Written request
Could you print verbatim the lines of the entries below, from the line containing "<item>white collared shirt</item>?" through the line containing "M 770 136 L", including both of those lines?

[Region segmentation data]
----

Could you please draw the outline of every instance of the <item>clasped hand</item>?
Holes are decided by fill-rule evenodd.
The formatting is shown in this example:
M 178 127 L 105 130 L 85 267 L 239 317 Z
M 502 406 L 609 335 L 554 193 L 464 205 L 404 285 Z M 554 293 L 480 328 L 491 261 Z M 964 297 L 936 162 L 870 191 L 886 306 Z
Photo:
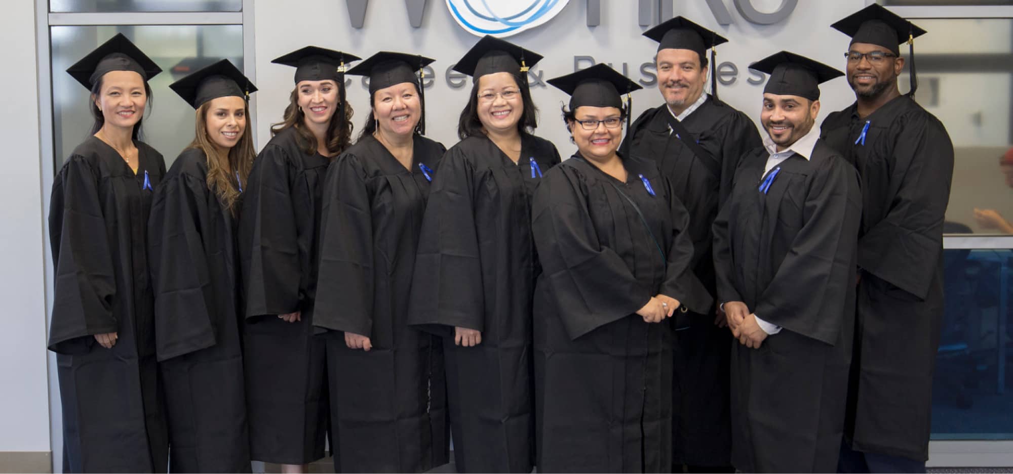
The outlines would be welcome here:
M 750 313 L 746 303 L 741 301 L 725 303 L 724 314 L 731 335 L 738 339 L 738 343 L 749 348 L 760 348 L 760 344 L 767 338 L 767 333 L 757 322 L 757 316 Z
M 666 295 L 657 295 L 650 298 L 643 308 L 637 310 L 636 314 L 643 316 L 644 322 L 661 322 L 665 318 L 671 318 L 676 314 L 676 310 L 682 306 L 679 300 Z

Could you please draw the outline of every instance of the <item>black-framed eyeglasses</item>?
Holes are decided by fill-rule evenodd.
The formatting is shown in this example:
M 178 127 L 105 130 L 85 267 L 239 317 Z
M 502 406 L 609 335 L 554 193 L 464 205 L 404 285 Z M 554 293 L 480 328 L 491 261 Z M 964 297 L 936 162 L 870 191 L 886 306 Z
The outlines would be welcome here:
M 610 116 L 603 121 L 576 121 L 580 124 L 580 128 L 583 130 L 595 130 L 598 128 L 598 124 L 604 124 L 606 129 L 615 129 L 622 125 L 623 120 L 618 116 Z
M 491 101 L 493 101 L 493 100 L 496 99 L 497 95 L 500 96 L 500 97 L 502 97 L 503 100 L 508 100 L 509 101 L 509 100 L 514 100 L 514 99 L 520 97 L 521 96 L 521 91 L 520 90 L 512 90 L 512 89 L 503 90 L 501 92 L 488 91 L 488 92 L 485 92 L 484 94 L 478 94 L 478 99 L 481 100 L 481 101 L 483 101 L 483 102 L 491 102 Z
M 897 58 L 897 55 L 894 55 L 893 53 L 885 53 L 882 51 L 873 51 L 870 53 L 859 53 L 857 51 L 849 51 L 844 54 L 844 57 L 848 58 L 849 63 L 859 63 L 862 61 L 862 58 L 865 58 L 869 60 L 869 63 L 881 64 L 883 61 L 886 61 L 887 58 Z

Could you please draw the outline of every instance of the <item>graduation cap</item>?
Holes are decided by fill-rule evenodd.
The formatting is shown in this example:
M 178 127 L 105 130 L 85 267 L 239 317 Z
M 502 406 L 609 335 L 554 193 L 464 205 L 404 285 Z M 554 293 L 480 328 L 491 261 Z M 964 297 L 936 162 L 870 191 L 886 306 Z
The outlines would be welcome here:
M 271 63 L 296 68 L 296 84 L 302 81 L 332 80 L 337 83 L 338 90 L 344 95 L 345 62 L 359 61 L 362 58 L 340 51 L 319 47 L 306 47 L 271 60 Z M 337 116 L 344 120 L 344 102 L 338 97 Z
M 918 77 L 915 74 L 915 38 L 925 34 L 924 29 L 875 3 L 848 15 L 831 26 L 851 36 L 849 46 L 856 43 L 867 43 L 881 46 L 894 55 L 901 56 L 900 45 L 907 43 L 908 57 L 911 62 L 911 92 L 909 95 L 914 97 L 915 90 L 918 89 Z
M 169 85 L 186 103 L 198 108 L 218 97 L 242 97 L 249 99 L 254 86 L 229 60 L 221 60 L 204 67 L 192 74 Z
M 318 47 L 306 47 L 271 60 L 271 63 L 296 68 L 296 83 L 333 80 L 344 83 L 344 63 L 362 58 Z
M 542 60 L 542 55 L 488 34 L 471 47 L 454 65 L 454 70 L 471 76 L 471 82 L 486 74 L 528 72 Z M 527 85 L 528 81 L 524 81 Z
M 657 42 L 657 51 L 690 50 L 700 55 L 701 59 L 710 48 L 710 93 L 717 98 L 717 74 L 714 74 L 717 55 L 714 53 L 714 47 L 728 43 L 728 40 L 690 21 L 685 16 L 665 21 L 644 31 L 643 35 Z
M 134 71 L 147 82 L 162 72 L 162 68 L 127 40 L 124 33 L 116 33 L 88 53 L 81 61 L 67 68 L 67 73 L 88 90 L 91 90 L 95 82 L 105 73 L 112 71 Z
M 820 84 L 843 72 L 804 56 L 782 51 L 750 65 L 750 69 L 770 74 L 764 93 L 798 95 L 809 100 L 820 99 Z
M 633 113 L 633 99 L 630 92 L 642 89 L 639 84 L 623 76 L 604 63 L 598 63 L 588 69 L 565 76 L 549 79 L 549 84 L 566 92 L 570 96 L 569 109 L 576 107 L 623 107 L 621 94 L 626 94 L 626 135 L 629 136 L 630 121 Z
M 421 104 L 421 118 L 418 120 L 418 133 L 425 134 L 425 73 L 422 68 L 433 63 L 434 59 L 406 53 L 381 51 L 348 70 L 354 76 L 370 77 L 370 94 L 395 84 L 410 82 L 418 89 L 418 102 Z M 415 71 L 419 75 L 415 76 Z

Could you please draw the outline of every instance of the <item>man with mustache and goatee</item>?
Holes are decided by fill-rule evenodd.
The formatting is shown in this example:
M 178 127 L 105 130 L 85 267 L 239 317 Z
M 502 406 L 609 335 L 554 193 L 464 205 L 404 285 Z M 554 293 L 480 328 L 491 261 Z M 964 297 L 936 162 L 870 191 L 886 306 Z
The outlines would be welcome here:
M 707 290 L 715 290 L 711 224 L 725 201 L 738 159 L 761 145 L 756 125 L 743 112 L 704 92 L 706 51 L 727 40 L 677 16 L 645 31 L 658 42 L 655 67 L 664 104 L 648 109 L 630 128 L 620 152 L 653 159 L 672 180 L 690 214 L 691 267 Z M 717 308 L 679 313 L 673 377 L 675 472 L 732 472 L 729 464 L 728 364 L 731 338 Z
M 788 52 L 770 74 L 769 138 L 743 157 L 714 221 L 717 295 L 731 356 L 731 464 L 741 472 L 834 472 L 855 308 L 858 173 L 820 140 L 820 84 L 843 75 Z
M 925 33 L 879 5 L 834 24 L 852 37 L 857 101 L 822 136 L 862 178 L 855 351 L 841 472 L 925 472 L 943 316 L 943 218 L 953 173 L 946 129 L 902 95 L 898 46 Z M 913 46 L 911 47 L 913 50 Z M 912 51 L 913 53 L 913 51 Z

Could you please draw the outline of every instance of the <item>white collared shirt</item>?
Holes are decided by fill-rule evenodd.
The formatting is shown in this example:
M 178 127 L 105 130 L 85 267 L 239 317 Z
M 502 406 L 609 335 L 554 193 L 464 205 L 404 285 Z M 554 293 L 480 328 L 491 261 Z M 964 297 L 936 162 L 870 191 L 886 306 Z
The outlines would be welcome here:
M 770 136 L 764 137 L 763 146 L 767 149 L 767 153 L 770 154 L 767 158 L 767 166 L 763 170 L 764 175 L 774 169 L 775 166 L 784 162 L 784 160 L 791 158 L 793 155 L 798 155 L 808 160 L 812 156 L 812 149 L 815 148 L 816 140 L 819 139 L 820 129 L 814 125 L 809 133 L 805 134 L 805 136 L 796 140 L 795 143 L 789 145 L 788 148 L 781 151 L 777 151 L 777 145 L 775 145 L 774 141 L 770 139 Z M 781 332 L 781 326 L 760 319 L 760 315 L 758 314 L 754 314 L 753 316 L 757 318 L 757 324 L 760 325 L 760 329 L 763 329 L 763 331 L 768 335 Z
M 706 101 L 707 101 L 707 93 L 701 92 L 700 98 L 698 98 L 696 102 L 690 104 L 690 106 L 686 107 L 686 109 L 683 110 L 683 112 L 678 115 L 676 114 L 675 111 L 672 110 L 672 106 L 670 106 L 669 104 L 665 104 L 665 106 L 668 107 L 669 113 L 672 113 L 672 116 L 676 117 L 676 120 L 679 122 L 683 122 L 686 120 L 687 116 L 690 116 L 690 113 L 695 112 L 696 109 L 700 108 L 700 105 L 703 105 L 703 103 Z M 669 132 L 671 133 L 672 131 L 670 130 Z

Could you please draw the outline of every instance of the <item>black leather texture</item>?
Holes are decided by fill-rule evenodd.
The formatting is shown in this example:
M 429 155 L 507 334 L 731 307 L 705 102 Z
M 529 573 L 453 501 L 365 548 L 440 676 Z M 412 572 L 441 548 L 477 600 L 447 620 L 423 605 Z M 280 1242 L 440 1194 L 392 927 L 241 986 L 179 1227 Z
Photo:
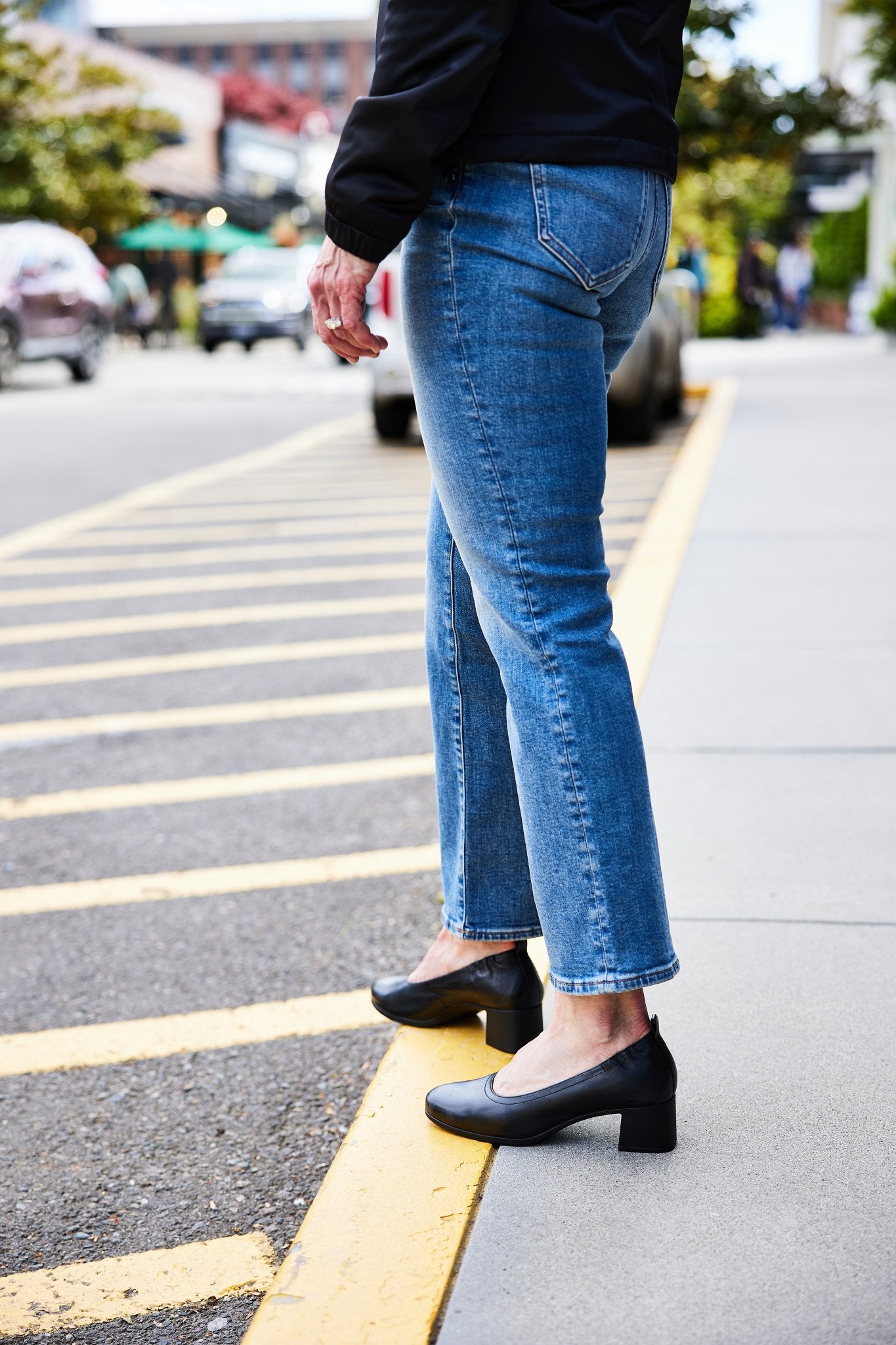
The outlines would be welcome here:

----

Response to this task
Could you please draw the outline of every instance of the <item>white collared shirt</item>?
Holes are decided by fill-rule evenodd.
The formatting is shown in this example:
M 178 127 L 105 130 L 85 267 L 239 317 Z
M 502 406 L 609 335 L 554 193 L 464 205 L 404 285 Z M 554 293 L 480 328 L 491 261 Z M 964 297 L 936 162 L 870 191 L 886 306 Z
The outlines would be welcome here:
M 770 136 L 764 137 L 763 146 L 767 149 L 767 153 L 770 154 L 767 158 L 767 166 L 763 170 L 764 175 L 774 169 L 775 166 L 784 162 L 784 160 L 791 158 L 793 155 L 798 155 L 808 160 L 812 156 L 812 149 L 815 148 L 816 140 L 819 139 L 820 129 L 814 125 L 809 133 L 805 134 L 805 136 L 796 140 L 795 143 L 789 145 L 788 148 L 781 151 L 777 151 L 777 145 L 775 145 L 774 141 L 770 139 Z M 781 332 L 781 326 L 760 319 L 760 315 L 758 314 L 754 314 L 753 316 L 757 318 L 757 324 L 760 325 L 760 329 L 763 329 L 763 331 L 768 335 Z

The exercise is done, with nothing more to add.